**TASK REQUIREMENTS:**
Read through the data and report every line in which the word "below" occurs.

**RECORDS SHOWN:**
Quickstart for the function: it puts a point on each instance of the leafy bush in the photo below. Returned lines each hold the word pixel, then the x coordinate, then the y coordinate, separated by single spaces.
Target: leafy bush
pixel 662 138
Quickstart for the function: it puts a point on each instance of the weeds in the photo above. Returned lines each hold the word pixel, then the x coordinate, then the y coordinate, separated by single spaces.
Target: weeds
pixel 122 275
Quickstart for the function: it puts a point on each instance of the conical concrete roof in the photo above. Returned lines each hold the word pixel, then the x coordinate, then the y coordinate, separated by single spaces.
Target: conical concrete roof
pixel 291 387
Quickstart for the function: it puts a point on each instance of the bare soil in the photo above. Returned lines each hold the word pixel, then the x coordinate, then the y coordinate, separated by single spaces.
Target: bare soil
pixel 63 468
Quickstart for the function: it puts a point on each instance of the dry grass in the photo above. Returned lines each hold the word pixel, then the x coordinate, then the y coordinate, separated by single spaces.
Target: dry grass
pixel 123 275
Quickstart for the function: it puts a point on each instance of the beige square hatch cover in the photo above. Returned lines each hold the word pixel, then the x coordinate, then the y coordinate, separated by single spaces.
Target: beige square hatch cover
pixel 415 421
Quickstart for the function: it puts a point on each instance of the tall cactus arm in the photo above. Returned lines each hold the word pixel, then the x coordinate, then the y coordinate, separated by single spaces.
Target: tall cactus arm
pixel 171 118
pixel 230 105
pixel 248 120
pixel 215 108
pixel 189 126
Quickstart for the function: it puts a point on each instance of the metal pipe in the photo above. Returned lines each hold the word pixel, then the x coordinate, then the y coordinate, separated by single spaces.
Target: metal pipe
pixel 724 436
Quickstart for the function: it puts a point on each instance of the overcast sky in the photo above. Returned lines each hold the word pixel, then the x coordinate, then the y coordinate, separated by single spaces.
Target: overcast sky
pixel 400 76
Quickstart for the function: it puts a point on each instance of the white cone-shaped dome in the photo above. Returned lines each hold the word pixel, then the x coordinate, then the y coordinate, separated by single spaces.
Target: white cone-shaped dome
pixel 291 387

---

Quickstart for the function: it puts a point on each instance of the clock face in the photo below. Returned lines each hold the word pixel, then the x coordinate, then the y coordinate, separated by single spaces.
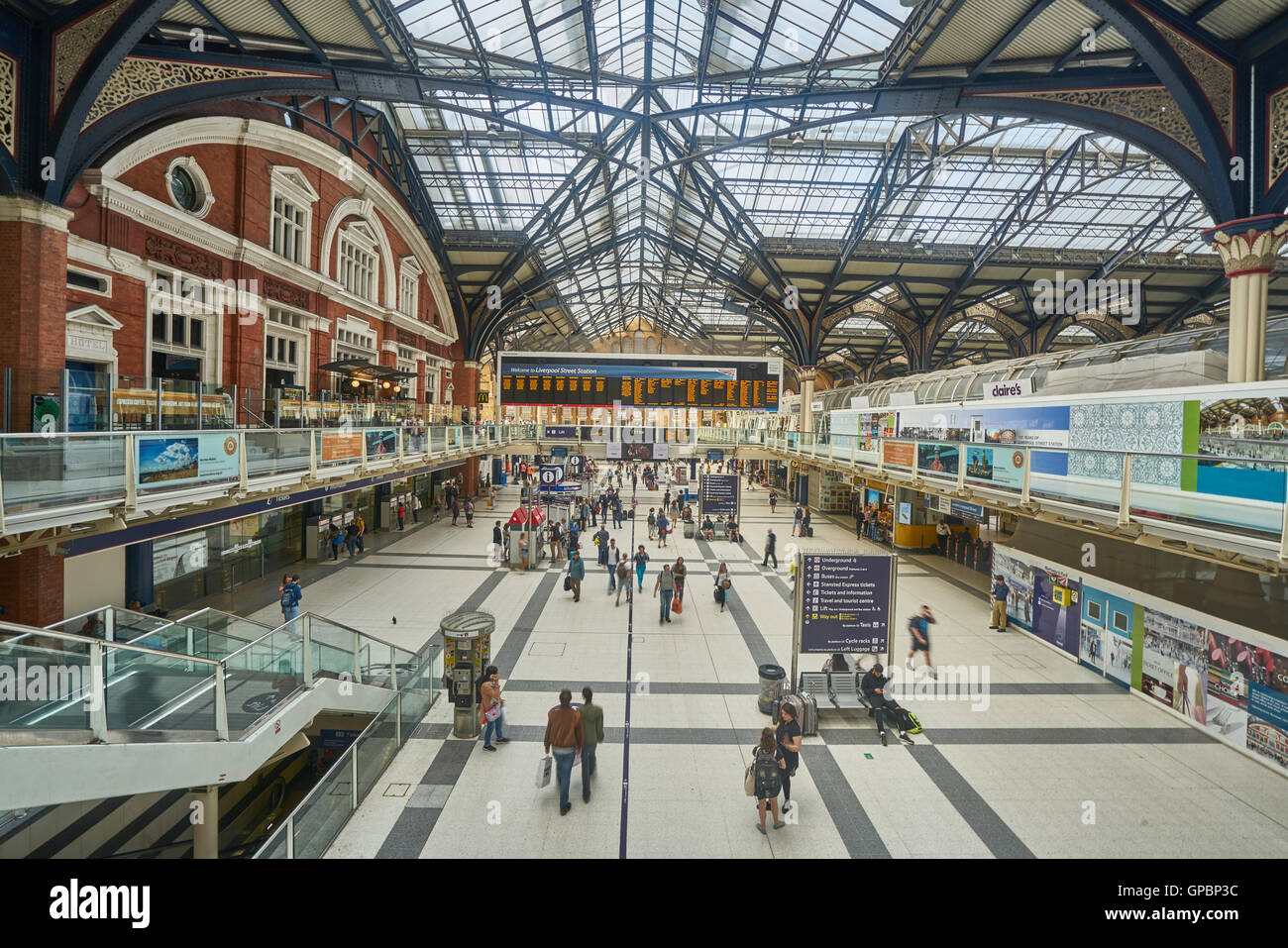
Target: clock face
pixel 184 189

**OUTPUT FOR THIS TASK:**
Quickstart for the function: it puts a point on each instance of the leafy bush in the photo below. Returned lines each hold the word pixel, then the x coordinate, then the y coordinate, separated by single spaces.
Quickstart for the function: it puts a point on each instance of the clock face in the photo below. Returned lines each hold the word pixel, then the x coordinate, then the y coordinate, separated by single spaces.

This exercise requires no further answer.